◆ Excerto do documento
Rebentar, de Rafael Gallo
Por Pedro Fernandes
Rafael Gallo. Foto: Wilian Olivato |
Quando
criança, em casa, sempre me contavam histórias sobre um papa-fígado e, com alguma variação, sobre um velho do saco cujo interesse, de um e de outro, era o
de enganar e raptar crianças. Nunca soube de alguma família próxima da minha ou
distante que tenha sido vítima de uma das personagens dessas histórias. Mas,
carreguei comigo para onde fui desde quando andava acompanhado dos pais, e
mesmo depois quando sozinho, o medo de ser raptado. Não sei se isso é um medo comum a todas as crianças que, por mais dadas que sejam, sempre têm mais confiança ao lado dos pais.
Muito tarde descobri que
essas histórias poderiam ter sido inventadas ainda no tempo da Ditadura e o
papa-fígado ou velho do saco era ninguém menos que um comunista interessado em
usar crianças para serviços de má-fé. Claro, a história continuou sendo mal
contada porque os raptores não eram comunistas, mas os próprios militares;
sabe-se que desde sempre houve um comércio clandestino de crianças para casais
que não conseguiam ter filhos e sabe-se ainda (um horror maior) que muitas foram raptadas e
submetidas à tortura a fim de entregar culpados de tramar contra o regime e, as
que não morreram foram levadas para fora do país ou abandonadas à própria sorte.

◆ Registros de dados
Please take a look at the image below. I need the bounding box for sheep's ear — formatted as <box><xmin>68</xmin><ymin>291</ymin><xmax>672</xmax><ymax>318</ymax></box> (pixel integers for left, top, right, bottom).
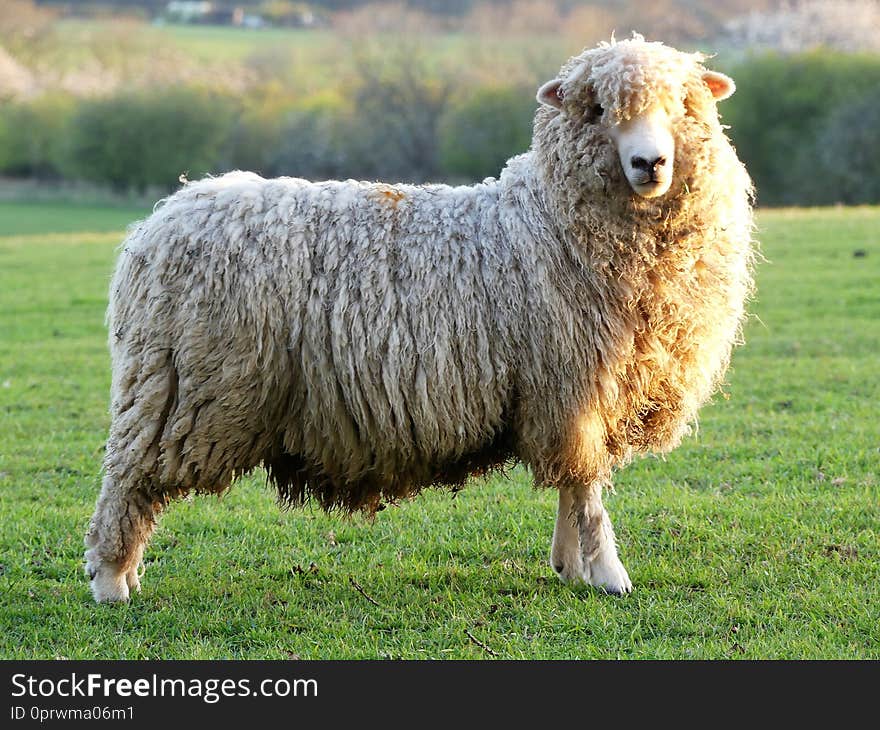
<box><xmin>537</xmin><ymin>79</ymin><xmax>564</xmax><ymax>109</ymax></box>
<box><xmin>703</xmin><ymin>71</ymin><xmax>736</xmax><ymax>101</ymax></box>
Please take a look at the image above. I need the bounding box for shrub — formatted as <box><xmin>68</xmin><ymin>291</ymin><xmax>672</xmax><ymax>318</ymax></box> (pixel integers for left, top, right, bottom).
<box><xmin>818</xmin><ymin>94</ymin><xmax>880</xmax><ymax>205</ymax></box>
<box><xmin>68</xmin><ymin>87</ymin><xmax>237</xmax><ymax>192</ymax></box>
<box><xmin>439</xmin><ymin>87</ymin><xmax>536</xmax><ymax>180</ymax></box>
<box><xmin>267</xmin><ymin>94</ymin><xmax>352</xmax><ymax>180</ymax></box>
<box><xmin>0</xmin><ymin>94</ymin><xmax>75</xmax><ymax>180</ymax></box>
<box><xmin>720</xmin><ymin>51</ymin><xmax>880</xmax><ymax>205</ymax></box>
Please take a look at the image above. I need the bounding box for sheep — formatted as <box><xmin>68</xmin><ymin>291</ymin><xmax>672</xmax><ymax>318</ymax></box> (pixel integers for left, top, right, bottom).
<box><xmin>86</xmin><ymin>34</ymin><xmax>756</xmax><ymax>602</ymax></box>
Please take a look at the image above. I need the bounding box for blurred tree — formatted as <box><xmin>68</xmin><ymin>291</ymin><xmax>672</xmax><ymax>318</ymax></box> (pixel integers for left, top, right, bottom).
<box><xmin>439</xmin><ymin>87</ymin><xmax>537</xmax><ymax>180</ymax></box>
<box><xmin>818</xmin><ymin>93</ymin><xmax>880</xmax><ymax>205</ymax></box>
<box><xmin>68</xmin><ymin>88</ymin><xmax>236</xmax><ymax>193</ymax></box>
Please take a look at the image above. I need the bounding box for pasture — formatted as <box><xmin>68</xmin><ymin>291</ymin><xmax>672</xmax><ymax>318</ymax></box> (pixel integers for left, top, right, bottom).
<box><xmin>0</xmin><ymin>203</ymin><xmax>880</xmax><ymax>659</ymax></box>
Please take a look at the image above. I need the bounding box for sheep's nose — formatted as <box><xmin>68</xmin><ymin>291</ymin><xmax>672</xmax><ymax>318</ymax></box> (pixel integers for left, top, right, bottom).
<box><xmin>629</xmin><ymin>155</ymin><xmax>666</xmax><ymax>172</ymax></box>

◆ Tarefas a resolver
(1) Redigite com fidelidade o trecho do texto sobre Rebentar que começa em "Muito tarde descobri" e termina em "à própria sorte.".
(2) De acordo com o texto sobre Rebentar, quem eram os raptores, em vez dos comunistas?
(3) Reescreva de forma mais breve o parágrafo do texto sobre Rebentar que começa com "Muito tarde descobri que", mantendo seus fatos principais.
Os dados constituem um material separado do texto.

◆ Respostas
(1)
Muito tarde descobri que
essas histórias poderiam ter sido inventadas ainda no tempo da Ditadura e o
papa-fígado ou velho do saco era ninguém menos que um comunista interessado em
usar crianças para serviços de má-fé. Claro, a história continuou sendo mal
contada porque os raptores não eram comunistas, mas os próprios militares;
sabe-se que desde sempre houve um comércio clandestino de crianças para casais
que não conseguiam ter filhos e sabe-se ainda (um horror maior) que muitas foram raptadas e
submetidas à tortura a fim de entregar culpados de tramar contra o regime e, as
que não morreram foram levadas para fora do país ou abandonadas à própria sorte.

(2) Os próprios militares.

(3) Descobri tarde que essas histórias podem ter sido inventadas na Ditadura. Nelas, o papa-fígado ou velho do saco seria um comunista interessado em usar crianças para serviços de má-fé. Na verdade, os raptores eram os próprios militares. Havia comércio clandestino de crianças para casais sem filhos. Muitas crianças foram raptadas e torturadas para entregar culpados de tramar contra o regime. As que não morreram foram levadas para fora do país ou abandonadas à própria sorte.